**Problem**
Only an exact, line-for-line copy of the data will serve as the answer.

BEGIN Task inputs

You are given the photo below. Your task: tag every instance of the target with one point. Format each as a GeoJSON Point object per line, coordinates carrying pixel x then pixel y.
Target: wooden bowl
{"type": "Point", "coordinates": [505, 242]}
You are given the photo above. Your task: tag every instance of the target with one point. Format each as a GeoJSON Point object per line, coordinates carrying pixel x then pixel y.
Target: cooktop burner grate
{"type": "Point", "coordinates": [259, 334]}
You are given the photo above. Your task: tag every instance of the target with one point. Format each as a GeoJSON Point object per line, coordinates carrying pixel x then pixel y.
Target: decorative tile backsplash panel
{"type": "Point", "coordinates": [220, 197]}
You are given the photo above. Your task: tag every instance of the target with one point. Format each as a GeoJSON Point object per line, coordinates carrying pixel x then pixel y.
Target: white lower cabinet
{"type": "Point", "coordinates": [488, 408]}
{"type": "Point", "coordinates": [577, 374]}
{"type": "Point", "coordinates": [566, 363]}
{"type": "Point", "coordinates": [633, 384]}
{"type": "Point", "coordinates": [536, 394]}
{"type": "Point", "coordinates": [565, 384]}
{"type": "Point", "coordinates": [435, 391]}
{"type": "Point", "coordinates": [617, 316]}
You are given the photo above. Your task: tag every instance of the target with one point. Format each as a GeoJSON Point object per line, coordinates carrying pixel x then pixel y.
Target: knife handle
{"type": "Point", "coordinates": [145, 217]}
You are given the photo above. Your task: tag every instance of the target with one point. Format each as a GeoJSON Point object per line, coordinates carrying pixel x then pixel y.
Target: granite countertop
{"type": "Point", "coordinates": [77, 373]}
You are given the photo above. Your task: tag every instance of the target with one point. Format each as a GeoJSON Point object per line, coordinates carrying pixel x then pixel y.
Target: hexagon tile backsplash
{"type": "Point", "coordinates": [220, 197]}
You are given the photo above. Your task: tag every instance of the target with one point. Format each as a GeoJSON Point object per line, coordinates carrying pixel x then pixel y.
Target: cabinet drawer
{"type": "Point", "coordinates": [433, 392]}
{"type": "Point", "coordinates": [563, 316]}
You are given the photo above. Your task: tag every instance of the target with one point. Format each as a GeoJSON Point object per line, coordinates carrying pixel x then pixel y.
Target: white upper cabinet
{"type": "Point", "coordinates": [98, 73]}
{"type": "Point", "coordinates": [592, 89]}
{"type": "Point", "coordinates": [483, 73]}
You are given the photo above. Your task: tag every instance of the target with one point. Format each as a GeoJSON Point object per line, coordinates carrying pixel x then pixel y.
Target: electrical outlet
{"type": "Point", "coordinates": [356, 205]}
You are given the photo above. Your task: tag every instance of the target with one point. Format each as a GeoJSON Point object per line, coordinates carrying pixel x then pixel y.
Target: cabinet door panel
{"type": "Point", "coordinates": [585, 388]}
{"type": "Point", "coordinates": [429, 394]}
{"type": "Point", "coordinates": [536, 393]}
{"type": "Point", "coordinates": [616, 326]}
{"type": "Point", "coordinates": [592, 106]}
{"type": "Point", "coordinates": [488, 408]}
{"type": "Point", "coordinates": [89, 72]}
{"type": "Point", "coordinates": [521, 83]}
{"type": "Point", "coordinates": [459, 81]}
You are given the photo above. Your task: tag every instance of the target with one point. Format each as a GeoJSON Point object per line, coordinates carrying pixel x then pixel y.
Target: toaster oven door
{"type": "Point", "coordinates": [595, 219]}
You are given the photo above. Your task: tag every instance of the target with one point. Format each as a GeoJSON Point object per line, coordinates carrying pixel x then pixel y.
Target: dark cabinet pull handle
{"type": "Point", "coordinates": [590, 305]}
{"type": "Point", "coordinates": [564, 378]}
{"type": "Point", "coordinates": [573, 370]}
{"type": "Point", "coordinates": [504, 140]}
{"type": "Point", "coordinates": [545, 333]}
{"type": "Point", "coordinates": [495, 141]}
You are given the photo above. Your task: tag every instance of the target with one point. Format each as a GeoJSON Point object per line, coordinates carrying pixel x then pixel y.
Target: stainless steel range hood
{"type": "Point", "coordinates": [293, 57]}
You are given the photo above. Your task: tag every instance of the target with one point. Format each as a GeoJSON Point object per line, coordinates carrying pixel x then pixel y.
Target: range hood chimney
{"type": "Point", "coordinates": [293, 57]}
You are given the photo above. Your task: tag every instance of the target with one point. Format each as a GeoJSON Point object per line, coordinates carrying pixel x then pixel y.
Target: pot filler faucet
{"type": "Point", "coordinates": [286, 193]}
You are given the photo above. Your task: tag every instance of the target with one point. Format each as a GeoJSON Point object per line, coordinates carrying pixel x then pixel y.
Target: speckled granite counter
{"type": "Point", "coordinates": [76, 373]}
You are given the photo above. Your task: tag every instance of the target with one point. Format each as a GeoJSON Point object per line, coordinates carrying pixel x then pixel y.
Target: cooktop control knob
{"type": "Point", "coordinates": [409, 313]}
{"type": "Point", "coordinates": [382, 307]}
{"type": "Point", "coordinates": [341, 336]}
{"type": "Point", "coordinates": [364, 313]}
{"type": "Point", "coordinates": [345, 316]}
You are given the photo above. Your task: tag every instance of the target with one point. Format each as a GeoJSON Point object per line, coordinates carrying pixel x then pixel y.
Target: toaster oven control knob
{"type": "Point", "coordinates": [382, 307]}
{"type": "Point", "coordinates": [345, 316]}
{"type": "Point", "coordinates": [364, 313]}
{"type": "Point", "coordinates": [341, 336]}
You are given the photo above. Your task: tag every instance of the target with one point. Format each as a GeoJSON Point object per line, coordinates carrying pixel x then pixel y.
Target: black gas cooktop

END Task inputs

**Answer area**
You are given the photo below. Your task: tag every instance of the target with one point. Format each as a GeoJSON Point object per line, coordinates carrying pixel x then pixel y.
Target: wooden bowl
{"type": "Point", "coordinates": [505, 242]}
You are given the photo above. Your task: tag every instance of the target with one point. Format each as a GeoJSON Point object per line, coordinates carrying pixel x then pixel y.
Target: cooktop burner grate
{"type": "Point", "coordinates": [259, 334]}
You are given the photo above. Your task: tag every instance of the target with one point. Format each as a GeoJSON Point object per line, coordinates carrying pixel x then pixel y.
Target: decorative tile backsplash panel
{"type": "Point", "coordinates": [220, 197]}
You are given the photo above. Your task: tag every instance of the target with one point. Format each as a GeoJSON Point object per line, coordinates carrying pixel x then pixel y.
Target: white lower cabinet
{"type": "Point", "coordinates": [488, 408]}
{"type": "Point", "coordinates": [577, 374]}
{"type": "Point", "coordinates": [566, 363]}
{"type": "Point", "coordinates": [633, 384]}
{"type": "Point", "coordinates": [536, 394]}
{"type": "Point", "coordinates": [565, 384]}
{"type": "Point", "coordinates": [435, 391]}
{"type": "Point", "coordinates": [617, 316]}
You are given the photo above. Your task: tag every instance of the target with one point. Format each as a GeoJSON Point object per line, coordinates carrying pixel x then pixel y.
Target: knife handle
{"type": "Point", "coordinates": [145, 217]}
You are given the photo above. Your task: tag every instance of the target with one point. Format each as a GeoJSON Point object per line, coordinates carrying pixel x then pixel y.
Target: granite countertop
{"type": "Point", "coordinates": [77, 373]}
You are given the photo above. Your task: tag every instance of the target with one point. Format each as a GeoJSON Point object per line, coordinates carrying pixel x then pixel y.
Target: hexagon tile backsplash
{"type": "Point", "coordinates": [220, 197]}
You are given the photo above. Your task: tag every instance of the target with one point. Format each as a GeoJSON Point object per line, coordinates carrying pixel x then pixel y.
Target: cabinet drawer
{"type": "Point", "coordinates": [433, 392]}
{"type": "Point", "coordinates": [563, 316]}
You are given the photo above. Your task: tag every instance of the target with one point. Format each as a GeoJSON Point object per line, coordinates carrying pixel x then pixel y.
Target: white upper cabinet
{"type": "Point", "coordinates": [98, 73]}
{"type": "Point", "coordinates": [592, 89]}
{"type": "Point", "coordinates": [483, 73]}
You are given the photo above. Your task: tag every instance of the target with one point. Format each as a GeoJSON Point object per line, coordinates carrying pixel x then pixel y.
Target: electrical outlet
{"type": "Point", "coordinates": [356, 205]}
You are given the photo above. Your task: tag every instance of the target with one point. Format each as a GeoJSON Point object per line, coordinates carrying pixel x then pixel y.
Target: cabinet door panel
{"type": "Point", "coordinates": [585, 388]}
{"type": "Point", "coordinates": [429, 394]}
{"type": "Point", "coordinates": [536, 393]}
{"type": "Point", "coordinates": [616, 326]}
{"type": "Point", "coordinates": [592, 106]}
{"type": "Point", "coordinates": [488, 408]}
{"type": "Point", "coordinates": [89, 72]}
{"type": "Point", "coordinates": [521, 83]}
{"type": "Point", "coordinates": [459, 81]}
You are given the photo above. Your task: tag every instance of the target with one point. Format each as a GeoJSON Point object per line, coordinates carrying pixel x then pixel y.
Target: toaster oven door
{"type": "Point", "coordinates": [595, 219]}
You are given the photo above. Your task: tag every instance of the target with one point. Format each as a GeoJSON Point object per line, coordinates carrying pixel x then pixel y.
Target: dark cabinet pull handle
{"type": "Point", "coordinates": [590, 305]}
{"type": "Point", "coordinates": [564, 378]}
{"type": "Point", "coordinates": [573, 370]}
{"type": "Point", "coordinates": [504, 140]}
{"type": "Point", "coordinates": [545, 333]}
{"type": "Point", "coordinates": [495, 141]}
You are given the photo above. Your task: tag every instance of the target with one point. Format each as a GeoJSON Point object per line, coordinates carrying pixel x then pixel y.
Target: stainless steel range hood
{"type": "Point", "coordinates": [293, 57]}
You are given the photo above. Your task: tag every instance of the target with one point. Format each as a GeoJSON Point object per line, coordinates carrying pixel x then pixel y.
Target: range hood chimney
{"type": "Point", "coordinates": [293, 57]}
You are given the photo above. Your task: tag every instance of the target with one point. Format each as a GeoJSON Point object per line, coordinates carrying pixel x then pixel y.
Target: pot filler faucet
{"type": "Point", "coordinates": [286, 193]}
You are given the photo above. Your task: tag every instance of the target with one point. Format each as a GeoJSON Point object per line, coordinates carrying pixel x then pixel y.
Target: speckled granite counter
{"type": "Point", "coordinates": [76, 373]}
You are given the photo above. Your task: tag every instance of the target with one point. Format each as a GeoJSON Point object per line, coordinates carrying pixel x then pixel y.
Target: cooktop control knob
{"type": "Point", "coordinates": [409, 313]}
{"type": "Point", "coordinates": [382, 307]}
{"type": "Point", "coordinates": [341, 336]}
{"type": "Point", "coordinates": [364, 313]}
{"type": "Point", "coordinates": [345, 316]}
You are given the photo above. Your task: tag every instance of the target with one point. Format each as a GeoJSON Point object per line, coordinates carrying pixel x then pixel y.
Target: toaster oven control knob
{"type": "Point", "coordinates": [382, 307]}
{"type": "Point", "coordinates": [345, 316]}
{"type": "Point", "coordinates": [364, 313]}
{"type": "Point", "coordinates": [341, 336]}
You are given the photo above. Your task: tag every instance of the target with one point. Format each as a GeoJSON Point object per line, coordinates carrying pixel x then pixel y.
Target: black gas cooktop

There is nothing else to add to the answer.